_PROVIDED DATA:_
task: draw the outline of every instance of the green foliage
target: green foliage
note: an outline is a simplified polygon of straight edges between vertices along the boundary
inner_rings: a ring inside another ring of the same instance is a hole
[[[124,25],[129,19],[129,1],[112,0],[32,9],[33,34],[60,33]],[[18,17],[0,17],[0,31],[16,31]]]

_GIVEN REQUEST:_ Put these lines into a JSON list of strings, one string per line, leaving out any blank lines.

_THE RESPONSE:_
[
  "task: draw the outline of every instance of the green foliage",
  "target: green foliage",
  "note: an outline is a simplified polygon of straight edges between vertices along the boundary",
  "inner_rings: a ring inside another ring of the same instance is a hole",
  "[[[124,25],[129,19],[129,1],[112,0],[32,9],[33,34],[60,33]],[[18,17],[0,17],[0,31],[16,31]]]"
]